# [Exercise aim]
Since only the text is wanted, print every entry below exactly and omit the images.

# [Data for analysis]

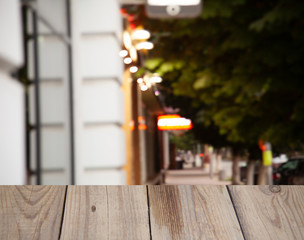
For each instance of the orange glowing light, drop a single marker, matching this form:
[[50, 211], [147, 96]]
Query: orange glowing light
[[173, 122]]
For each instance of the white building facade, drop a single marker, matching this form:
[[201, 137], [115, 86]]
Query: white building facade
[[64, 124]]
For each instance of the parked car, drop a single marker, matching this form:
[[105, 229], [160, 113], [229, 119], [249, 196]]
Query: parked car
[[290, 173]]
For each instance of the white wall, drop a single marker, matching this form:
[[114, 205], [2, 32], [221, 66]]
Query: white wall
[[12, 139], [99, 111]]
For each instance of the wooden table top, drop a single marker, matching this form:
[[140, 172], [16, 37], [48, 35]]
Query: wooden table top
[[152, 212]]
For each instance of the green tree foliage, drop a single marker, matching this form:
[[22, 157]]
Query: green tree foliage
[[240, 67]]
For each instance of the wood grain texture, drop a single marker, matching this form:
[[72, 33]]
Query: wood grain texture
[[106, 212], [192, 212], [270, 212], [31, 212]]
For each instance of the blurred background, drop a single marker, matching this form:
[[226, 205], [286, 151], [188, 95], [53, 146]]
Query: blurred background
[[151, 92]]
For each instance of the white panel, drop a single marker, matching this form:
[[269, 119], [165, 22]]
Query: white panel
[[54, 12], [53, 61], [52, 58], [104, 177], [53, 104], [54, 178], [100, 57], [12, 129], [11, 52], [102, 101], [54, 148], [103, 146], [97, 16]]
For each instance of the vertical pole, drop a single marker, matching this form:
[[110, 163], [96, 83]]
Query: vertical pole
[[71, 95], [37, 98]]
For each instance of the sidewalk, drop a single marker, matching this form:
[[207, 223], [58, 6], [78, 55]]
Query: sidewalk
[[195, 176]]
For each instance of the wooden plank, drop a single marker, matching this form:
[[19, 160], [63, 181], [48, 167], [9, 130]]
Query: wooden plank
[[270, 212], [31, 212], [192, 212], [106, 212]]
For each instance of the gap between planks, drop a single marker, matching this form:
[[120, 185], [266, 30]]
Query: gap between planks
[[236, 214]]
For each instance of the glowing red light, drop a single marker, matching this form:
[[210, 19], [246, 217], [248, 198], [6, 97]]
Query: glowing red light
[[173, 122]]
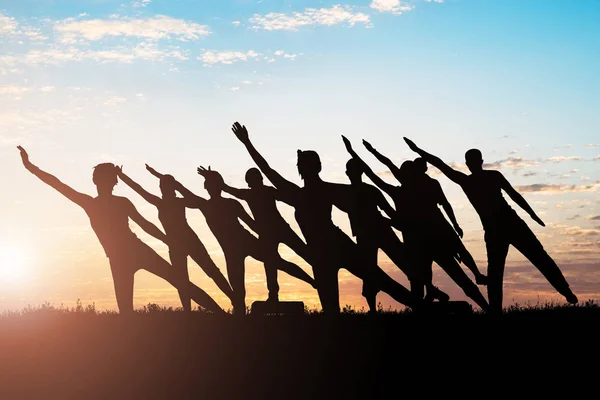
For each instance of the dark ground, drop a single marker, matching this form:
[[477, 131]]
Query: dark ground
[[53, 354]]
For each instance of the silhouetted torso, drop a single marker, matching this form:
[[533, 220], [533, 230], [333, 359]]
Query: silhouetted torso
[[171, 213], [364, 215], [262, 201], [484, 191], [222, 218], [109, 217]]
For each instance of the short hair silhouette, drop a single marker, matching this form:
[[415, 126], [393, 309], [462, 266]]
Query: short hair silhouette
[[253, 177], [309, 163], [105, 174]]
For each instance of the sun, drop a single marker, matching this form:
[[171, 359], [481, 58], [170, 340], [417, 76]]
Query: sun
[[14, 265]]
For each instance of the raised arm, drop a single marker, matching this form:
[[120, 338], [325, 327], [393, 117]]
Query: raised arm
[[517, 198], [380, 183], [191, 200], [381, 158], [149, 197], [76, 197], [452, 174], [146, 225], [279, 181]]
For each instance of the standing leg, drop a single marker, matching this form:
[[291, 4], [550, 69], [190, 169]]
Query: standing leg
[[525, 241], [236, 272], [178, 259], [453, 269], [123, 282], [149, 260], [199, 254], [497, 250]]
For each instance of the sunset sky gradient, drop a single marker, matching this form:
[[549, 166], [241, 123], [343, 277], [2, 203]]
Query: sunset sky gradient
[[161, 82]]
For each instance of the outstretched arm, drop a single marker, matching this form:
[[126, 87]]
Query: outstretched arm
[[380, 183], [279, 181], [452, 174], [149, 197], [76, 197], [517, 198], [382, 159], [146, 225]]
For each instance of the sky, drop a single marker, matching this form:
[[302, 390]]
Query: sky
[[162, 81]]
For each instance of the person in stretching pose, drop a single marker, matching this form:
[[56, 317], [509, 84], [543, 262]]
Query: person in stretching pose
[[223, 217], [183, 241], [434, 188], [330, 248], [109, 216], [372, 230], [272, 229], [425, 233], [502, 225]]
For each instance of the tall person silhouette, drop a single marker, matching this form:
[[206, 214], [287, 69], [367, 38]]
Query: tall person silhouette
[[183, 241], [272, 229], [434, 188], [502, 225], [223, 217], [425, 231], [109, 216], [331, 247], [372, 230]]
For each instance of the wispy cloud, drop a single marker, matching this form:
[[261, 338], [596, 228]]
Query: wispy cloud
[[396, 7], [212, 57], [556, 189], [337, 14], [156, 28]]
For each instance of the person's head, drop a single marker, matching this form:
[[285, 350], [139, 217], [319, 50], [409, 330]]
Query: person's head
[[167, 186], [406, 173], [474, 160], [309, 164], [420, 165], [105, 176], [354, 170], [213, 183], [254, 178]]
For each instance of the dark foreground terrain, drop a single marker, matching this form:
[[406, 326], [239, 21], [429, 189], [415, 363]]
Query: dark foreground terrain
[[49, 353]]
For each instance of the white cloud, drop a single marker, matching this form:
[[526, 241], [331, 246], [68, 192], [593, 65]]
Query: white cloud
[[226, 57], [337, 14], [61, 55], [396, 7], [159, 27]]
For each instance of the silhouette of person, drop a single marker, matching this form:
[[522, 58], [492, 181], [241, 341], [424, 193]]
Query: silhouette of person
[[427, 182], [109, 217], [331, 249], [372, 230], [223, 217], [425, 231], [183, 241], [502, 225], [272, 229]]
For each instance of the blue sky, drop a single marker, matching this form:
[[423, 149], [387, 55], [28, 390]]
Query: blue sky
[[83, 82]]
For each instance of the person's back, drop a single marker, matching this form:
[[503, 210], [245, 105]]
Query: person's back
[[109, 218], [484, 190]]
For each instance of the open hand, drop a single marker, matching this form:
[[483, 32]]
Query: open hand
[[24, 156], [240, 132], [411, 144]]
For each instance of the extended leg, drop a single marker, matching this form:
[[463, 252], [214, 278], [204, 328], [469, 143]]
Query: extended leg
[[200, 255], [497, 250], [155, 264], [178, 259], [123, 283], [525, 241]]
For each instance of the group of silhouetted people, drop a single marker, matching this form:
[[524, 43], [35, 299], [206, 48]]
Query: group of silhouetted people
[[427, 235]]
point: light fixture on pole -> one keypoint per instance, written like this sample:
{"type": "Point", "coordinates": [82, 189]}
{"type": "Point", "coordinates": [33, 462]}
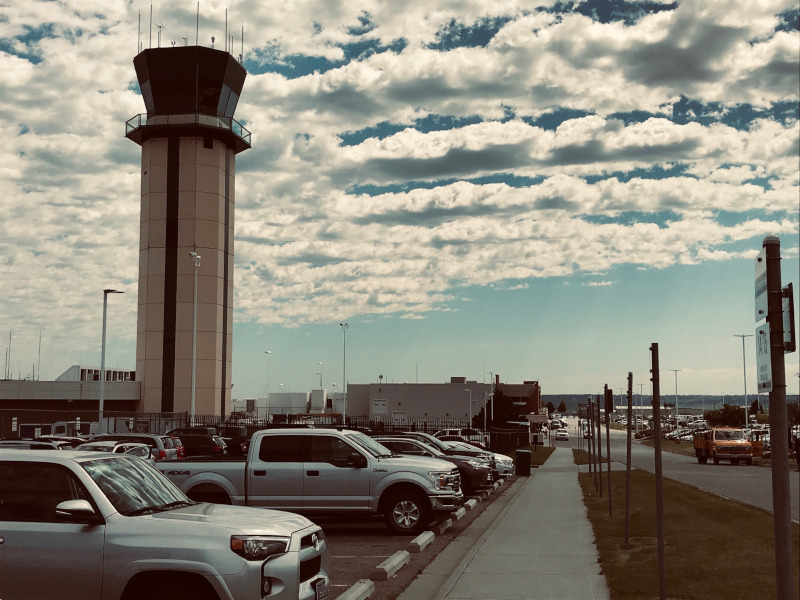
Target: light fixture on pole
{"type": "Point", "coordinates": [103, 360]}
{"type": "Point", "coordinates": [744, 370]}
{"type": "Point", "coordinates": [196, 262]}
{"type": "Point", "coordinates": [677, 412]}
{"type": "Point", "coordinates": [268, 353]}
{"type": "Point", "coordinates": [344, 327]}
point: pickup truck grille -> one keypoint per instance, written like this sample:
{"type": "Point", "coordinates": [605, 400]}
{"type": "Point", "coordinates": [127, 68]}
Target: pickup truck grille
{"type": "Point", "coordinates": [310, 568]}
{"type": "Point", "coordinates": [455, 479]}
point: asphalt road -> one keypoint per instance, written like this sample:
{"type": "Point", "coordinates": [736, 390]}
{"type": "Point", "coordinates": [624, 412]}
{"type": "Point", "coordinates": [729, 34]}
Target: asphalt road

# [Answer to the problem]
For each instance of the orange glowing light, drop a single marker, matching this form:
[[50, 211], [147, 96]]
Query: orange glowing light
[[173, 122]]
For each instance of the white building facade, drop a single marker, matching this form:
[[201, 137], [115, 86]]
Query: white building facade
[[64, 124]]
For each instance of the parked car, drop a single marker, matching this form:
[[105, 229], [160, 113], [229, 119], [249, 196]]
Query: parked car
[[290, 173]]
For each instance of the white wall, drop a single marker, matching this form:
[[114, 205], [2, 32], [221, 66]]
Query: white wall
[[12, 139], [99, 111]]
For each instance of the wooden table top, drop a single marker, matching this form:
[[140, 172], [16, 37], [48, 35]]
Query: wooden table top
[[152, 212]]
For each instance of the green tree foliage, drop a single marker, matching this form:
[[22, 157]]
Query: green tree foliage
[[240, 67]]
For each instance of the wood grain texture, drop a single marker, matching this form:
[[72, 33]]
Query: wood grain texture
[[106, 212], [192, 212], [270, 212], [31, 212]]
For each instance of the blurred background, drop a single marker, matching this form:
[[226, 205], [286, 151], [188, 95], [53, 146]]
Query: blurred background
[[151, 92]]
For each instance of the white panel, drop a single marker, matching this form:
[[269, 119], [165, 22]]
Query: white panel
[[54, 12], [53, 61], [52, 58], [104, 177], [53, 104], [54, 178], [100, 57], [12, 129], [11, 52], [102, 101], [54, 148], [103, 146], [97, 16]]
For each instance of the vertical pole, drop a single marker, matching this form:
[[110, 163], [96, 83]]
Query: vertical pole
[[71, 95], [37, 98]]
For each instance of the sidewalk, drop a single marker, matching this form:
[[207, 223], [58, 6], [78, 55]]
Query: sidewalk
[[195, 176]]
For each instance of the wooden plank, drop a single marker, matching this form:
[[19, 160], [63, 181], [48, 167], [9, 130]]
Query: wooden plank
[[270, 212], [31, 212], [192, 212], [106, 212]]
For each instance of the gap between planks, drop a single marker, matching this form:
[[120, 185], [266, 30]]
Query: gap between planks
[[236, 214]]
For each instance of the glowing red light, drop a single marker, matching this form:
[[210, 19], [246, 217], [248, 198], [6, 97]]
Query: glowing red light
[[173, 122]]
For each instance of the dark ground, drop a single marker, matching this form:
[[477, 131]]
Query: dark ground
[[53, 354]]
For each instance of the silhouetted torso, drop a single marker, matching this form:
[[533, 220], [533, 230], [333, 359]]
Query: silhouetted torso
[[171, 213], [364, 215], [262, 201], [484, 191], [222, 218], [109, 217]]
For each instance of the short hair silhouette, drop a single marker, matching this form:
[[415, 126], [393, 309], [462, 266]]
Query: short hair silhouette
[[253, 177], [309, 163], [105, 174]]
For each instance of the sun, drop a single marker, matching this form:
[[171, 359], [481, 58], [170, 340], [417, 76]]
Query: sun
[[14, 265]]
For each instance of the raised arm, drop a single marker, matching this form:
[[120, 338], [325, 327], [393, 117]]
Query: raised arm
[[517, 198], [380, 183], [191, 200], [381, 158], [149, 197], [76, 197], [452, 174], [146, 225], [279, 181]]
For each instance of the standing leg, drop a single marker, matching this form:
[[291, 4], [550, 69], [190, 169]]
Query: standing leg
[[525, 241], [236, 272], [178, 259], [453, 269], [123, 282], [149, 260], [199, 254], [497, 250]]
For each instance of the sunset sky gradient, drop a single marker, matching this form:
[[549, 166], [241, 123], [343, 277], [2, 203]]
Query: sunset sky gradient
[[161, 82]]
For each instance of the outstretched arm, drop a single marker, matching this form:
[[126, 87]]
Query: outstretched arm
[[380, 183], [279, 181], [452, 174], [149, 197], [76, 197], [517, 198], [382, 159], [146, 225]]
For each instance of the sky, drop a single marker, matching this form:
[[302, 390]]
Query: sky
[[162, 81]]
For each instance of the person in stretching pose, drop a single marker, matching this form:
[[56, 317], [509, 84], [543, 262]]
Query: person in stretching pose
[[223, 217], [183, 241], [434, 188], [330, 248], [109, 216], [372, 230], [272, 229], [425, 233], [502, 225]]
For each instance of the tall person silhouette, drop a single marker, matching this form:
[[206, 214], [287, 69], [367, 38]]
Query: tall person silhouette
[[183, 241], [272, 229], [434, 188], [502, 225], [223, 217], [425, 231], [109, 216], [331, 247], [372, 230]]
For each instance of the wispy cloud, drop a single marker, matching this form:
[[261, 338], [596, 228]]
Query: wispy cloud
[[396, 7], [212, 57], [556, 189], [337, 14], [156, 28]]
For each instance of the person's head, drop a single marker, matching this form:
[[285, 350], [139, 217], [319, 50], [409, 330]]
Query: person's head
[[167, 186], [406, 173], [474, 160], [309, 164], [420, 165], [105, 176], [354, 170], [213, 183], [254, 178]]
For each instance of the dark foreground terrain, drop a single marker, matching this form:
[[406, 326], [239, 21], [429, 189], [415, 363]]
Query: dark foreground terrain
[[49, 353]]
For each instance of the white cloud, drop a single marker, matching this form:
[[526, 241], [331, 246], [68, 192], [593, 65]]
Query: white cloud
[[226, 57], [337, 14], [61, 55], [396, 7], [159, 27]]
For each instance of the silhouette of person, drop a single marker, matching this form:
[[522, 58], [492, 181], [241, 341], [424, 193]]
Query: silhouette of person
[[427, 182], [109, 217], [331, 249], [372, 230], [223, 217], [425, 231], [183, 241], [502, 225], [272, 229]]
For each instance of the blue sky, drop a single marker, matching this form:
[[423, 149], [387, 55], [28, 390]]
Query: blue sky
[[83, 82]]
For each instance of the person's back, drop a single marker, matching this form:
[[503, 210], [245, 105]]
Query: person's back
[[109, 218], [484, 190]]
For each instance of the open hand, drop a single marker, matching this form:
[[483, 32]]
Query: open hand
[[24, 156], [240, 132], [411, 144]]
For each instance of the extended leg, drop a single marker, matching this form:
[[463, 252], [214, 278], [204, 328], [469, 143]]
Query: extended leg
[[200, 255], [497, 250], [155, 264], [178, 259], [123, 283], [525, 241]]
For each instance of the group of silhouetted people, drop a single marker, matching this form:
[[524, 43], [35, 299], [206, 48]]
Query: group of silhouetted people
[[427, 235]]
point: light fixture on pole -> one keypoint per instance, written like this sample:
{"type": "Point", "coordinates": [82, 189]}
{"type": "Point", "coordinates": [33, 462]}
Target: light fixture on pole
{"type": "Point", "coordinates": [103, 360]}
{"type": "Point", "coordinates": [744, 370]}
{"type": "Point", "coordinates": [196, 262]}
{"type": "Point", "coordinates": [677, 412]}
{"type": "Point", "coordinates": [268, 353]}
{"type": "Point", "coordinates": [344, 327]}
point: pickup truck grille -> one keypoint per instance, written like this sample:
{"type": "Point", "coordinates": [605, 400]}
{"type": "Point", "coordinates": [127, 68]}
Target: pickup truck grille
{"type": "Point", "coordinates": [310, 568]}
{"type": "Point", "coordinates": [455, 479]}
point: asphalt road -> one keypoint per instance, written like this sample:
{"type": "Point", "coordinates": [736, 390]}
{"type": "Point", "coordinates": [624, 412]}
{"type": "Point", "coordinates": [729, 34]}
Target: asphalt road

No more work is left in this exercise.